- _Task instructions_: Everything from the line containing "Target: ship hull" to the end of the records should be reproduced exactly, and nothing before it.

- _Excerpted records_:
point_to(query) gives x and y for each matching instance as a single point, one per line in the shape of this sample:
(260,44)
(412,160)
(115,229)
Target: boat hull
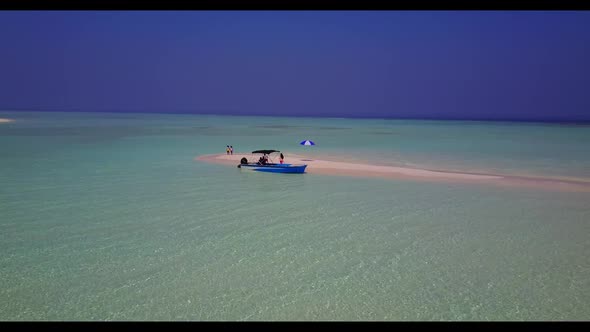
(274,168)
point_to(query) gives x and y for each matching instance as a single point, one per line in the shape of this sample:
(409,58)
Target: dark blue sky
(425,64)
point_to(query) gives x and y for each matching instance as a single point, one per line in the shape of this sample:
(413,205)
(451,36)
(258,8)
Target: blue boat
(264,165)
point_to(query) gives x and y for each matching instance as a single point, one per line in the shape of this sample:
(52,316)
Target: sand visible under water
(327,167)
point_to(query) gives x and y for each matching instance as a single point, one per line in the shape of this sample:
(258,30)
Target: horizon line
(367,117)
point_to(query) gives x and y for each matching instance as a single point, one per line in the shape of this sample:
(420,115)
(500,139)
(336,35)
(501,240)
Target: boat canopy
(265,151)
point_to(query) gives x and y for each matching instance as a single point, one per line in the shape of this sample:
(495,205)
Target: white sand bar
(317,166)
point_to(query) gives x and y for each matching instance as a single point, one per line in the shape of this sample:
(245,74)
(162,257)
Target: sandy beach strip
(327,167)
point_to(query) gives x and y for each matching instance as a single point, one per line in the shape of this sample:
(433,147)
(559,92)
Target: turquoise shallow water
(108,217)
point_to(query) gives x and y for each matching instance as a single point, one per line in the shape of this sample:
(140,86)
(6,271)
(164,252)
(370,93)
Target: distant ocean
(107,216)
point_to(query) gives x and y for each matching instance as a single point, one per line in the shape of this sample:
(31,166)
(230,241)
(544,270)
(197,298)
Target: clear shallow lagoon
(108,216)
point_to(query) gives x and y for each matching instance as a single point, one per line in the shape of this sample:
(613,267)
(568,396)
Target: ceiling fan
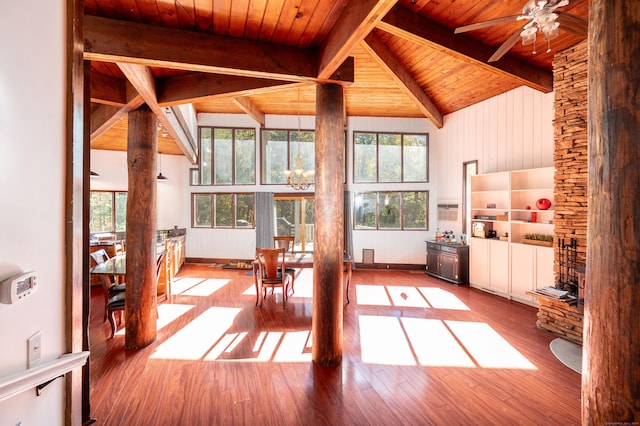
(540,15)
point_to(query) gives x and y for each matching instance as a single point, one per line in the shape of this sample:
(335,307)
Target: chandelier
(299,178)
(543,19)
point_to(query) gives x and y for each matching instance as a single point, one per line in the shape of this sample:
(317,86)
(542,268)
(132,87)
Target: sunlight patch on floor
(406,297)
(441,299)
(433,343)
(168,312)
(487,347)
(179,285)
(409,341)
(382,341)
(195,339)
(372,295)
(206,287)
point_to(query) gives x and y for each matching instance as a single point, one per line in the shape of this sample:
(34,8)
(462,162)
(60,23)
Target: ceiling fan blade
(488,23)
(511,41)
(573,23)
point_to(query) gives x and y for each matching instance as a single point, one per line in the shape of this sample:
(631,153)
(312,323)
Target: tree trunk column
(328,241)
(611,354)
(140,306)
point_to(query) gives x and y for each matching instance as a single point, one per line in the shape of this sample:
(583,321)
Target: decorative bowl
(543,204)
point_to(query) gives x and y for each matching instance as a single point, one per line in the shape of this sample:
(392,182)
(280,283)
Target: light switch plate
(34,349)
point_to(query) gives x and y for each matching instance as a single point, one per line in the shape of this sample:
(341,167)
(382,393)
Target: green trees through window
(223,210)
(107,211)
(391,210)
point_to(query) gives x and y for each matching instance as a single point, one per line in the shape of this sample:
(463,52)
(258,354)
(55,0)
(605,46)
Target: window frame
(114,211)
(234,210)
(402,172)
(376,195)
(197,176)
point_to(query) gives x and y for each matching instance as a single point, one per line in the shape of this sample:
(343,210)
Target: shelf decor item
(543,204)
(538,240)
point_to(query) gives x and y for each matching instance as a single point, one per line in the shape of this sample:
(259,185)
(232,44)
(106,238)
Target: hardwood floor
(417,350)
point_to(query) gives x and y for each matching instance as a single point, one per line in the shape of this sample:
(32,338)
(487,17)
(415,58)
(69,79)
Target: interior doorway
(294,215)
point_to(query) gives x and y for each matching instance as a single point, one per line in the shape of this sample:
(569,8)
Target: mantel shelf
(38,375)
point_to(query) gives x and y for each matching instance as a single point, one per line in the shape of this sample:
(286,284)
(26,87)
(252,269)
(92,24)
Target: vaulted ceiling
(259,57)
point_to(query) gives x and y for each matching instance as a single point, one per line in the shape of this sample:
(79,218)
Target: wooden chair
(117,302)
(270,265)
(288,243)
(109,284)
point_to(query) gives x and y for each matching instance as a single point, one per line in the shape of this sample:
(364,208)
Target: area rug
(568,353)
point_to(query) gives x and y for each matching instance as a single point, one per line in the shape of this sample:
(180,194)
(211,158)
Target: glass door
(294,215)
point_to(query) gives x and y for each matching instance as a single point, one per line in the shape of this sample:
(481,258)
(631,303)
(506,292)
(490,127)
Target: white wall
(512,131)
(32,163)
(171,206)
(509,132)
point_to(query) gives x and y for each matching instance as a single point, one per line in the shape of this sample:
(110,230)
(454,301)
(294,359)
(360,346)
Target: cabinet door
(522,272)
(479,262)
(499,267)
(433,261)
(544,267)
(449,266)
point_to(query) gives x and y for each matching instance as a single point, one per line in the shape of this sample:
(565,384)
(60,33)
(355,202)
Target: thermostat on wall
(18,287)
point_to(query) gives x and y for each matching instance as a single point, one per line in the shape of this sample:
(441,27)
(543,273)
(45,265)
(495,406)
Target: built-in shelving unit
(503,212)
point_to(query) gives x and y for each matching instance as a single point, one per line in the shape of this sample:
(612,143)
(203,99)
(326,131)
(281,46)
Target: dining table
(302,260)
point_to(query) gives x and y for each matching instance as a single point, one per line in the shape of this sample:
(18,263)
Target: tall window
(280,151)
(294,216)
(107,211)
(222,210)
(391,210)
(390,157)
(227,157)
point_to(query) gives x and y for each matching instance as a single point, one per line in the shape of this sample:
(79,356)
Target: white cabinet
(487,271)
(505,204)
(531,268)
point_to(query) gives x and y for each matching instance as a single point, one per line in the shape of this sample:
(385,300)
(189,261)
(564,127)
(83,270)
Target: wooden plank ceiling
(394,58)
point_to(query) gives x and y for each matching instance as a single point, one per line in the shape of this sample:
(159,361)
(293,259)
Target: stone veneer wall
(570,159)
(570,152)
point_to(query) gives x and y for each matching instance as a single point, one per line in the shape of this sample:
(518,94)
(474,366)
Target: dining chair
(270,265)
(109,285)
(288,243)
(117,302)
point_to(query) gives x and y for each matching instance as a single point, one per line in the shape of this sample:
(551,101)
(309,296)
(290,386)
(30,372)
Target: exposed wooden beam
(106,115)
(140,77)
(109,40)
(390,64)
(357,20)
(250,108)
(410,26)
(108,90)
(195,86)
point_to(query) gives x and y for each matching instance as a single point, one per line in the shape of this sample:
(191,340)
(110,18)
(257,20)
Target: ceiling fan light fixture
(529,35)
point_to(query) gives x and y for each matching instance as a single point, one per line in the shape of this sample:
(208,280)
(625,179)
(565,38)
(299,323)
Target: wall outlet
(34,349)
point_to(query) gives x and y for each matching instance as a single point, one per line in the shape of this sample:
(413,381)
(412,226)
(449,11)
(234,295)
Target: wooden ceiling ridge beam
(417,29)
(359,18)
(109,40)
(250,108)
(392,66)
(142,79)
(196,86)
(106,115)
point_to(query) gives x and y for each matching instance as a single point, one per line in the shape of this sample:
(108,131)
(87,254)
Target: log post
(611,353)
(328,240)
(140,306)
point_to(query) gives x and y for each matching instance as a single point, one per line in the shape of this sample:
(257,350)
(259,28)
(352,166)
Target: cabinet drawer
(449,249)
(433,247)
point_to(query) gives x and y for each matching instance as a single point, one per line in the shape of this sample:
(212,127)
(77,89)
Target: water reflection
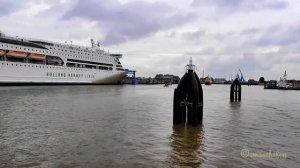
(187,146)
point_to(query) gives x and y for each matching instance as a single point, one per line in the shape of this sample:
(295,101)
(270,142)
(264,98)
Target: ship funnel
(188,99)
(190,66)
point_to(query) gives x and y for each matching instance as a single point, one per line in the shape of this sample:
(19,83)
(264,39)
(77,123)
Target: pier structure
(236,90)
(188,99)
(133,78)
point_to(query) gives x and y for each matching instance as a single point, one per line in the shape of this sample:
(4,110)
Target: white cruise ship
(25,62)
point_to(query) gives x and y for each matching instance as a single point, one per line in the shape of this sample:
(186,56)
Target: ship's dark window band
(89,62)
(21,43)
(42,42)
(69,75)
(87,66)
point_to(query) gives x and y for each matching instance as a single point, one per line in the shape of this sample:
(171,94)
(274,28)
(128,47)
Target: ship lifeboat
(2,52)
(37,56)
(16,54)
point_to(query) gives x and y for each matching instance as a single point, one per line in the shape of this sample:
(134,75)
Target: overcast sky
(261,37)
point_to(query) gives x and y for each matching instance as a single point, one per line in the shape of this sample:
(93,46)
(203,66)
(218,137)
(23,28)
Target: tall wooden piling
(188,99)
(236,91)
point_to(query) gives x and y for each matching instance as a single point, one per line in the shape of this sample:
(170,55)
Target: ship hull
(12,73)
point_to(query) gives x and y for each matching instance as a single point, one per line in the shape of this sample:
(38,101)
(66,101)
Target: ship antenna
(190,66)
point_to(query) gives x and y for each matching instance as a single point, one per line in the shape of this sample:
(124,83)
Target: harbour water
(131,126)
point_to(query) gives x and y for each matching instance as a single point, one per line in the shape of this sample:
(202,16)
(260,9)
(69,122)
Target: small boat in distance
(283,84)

- _Completed task_:
Target: ship hull
(12,73)
point_to(query) gives x and y for each matching instance as a single point, one per line in the shape of this sample:
(38,101)
(66,101)
Target: ship antenna
(190,66)
point_to(query) gives x and y for each matching instance as a single point, one per line in the shape of this sample:
(124,83)
Target: harbour water
(131,126)
point_to(query) gives x and y for each matching instance as a single point, one per line in the shape of this sample:
(202,16)
(260,9)
(69,122)
Target: small boat in distance
(283,84)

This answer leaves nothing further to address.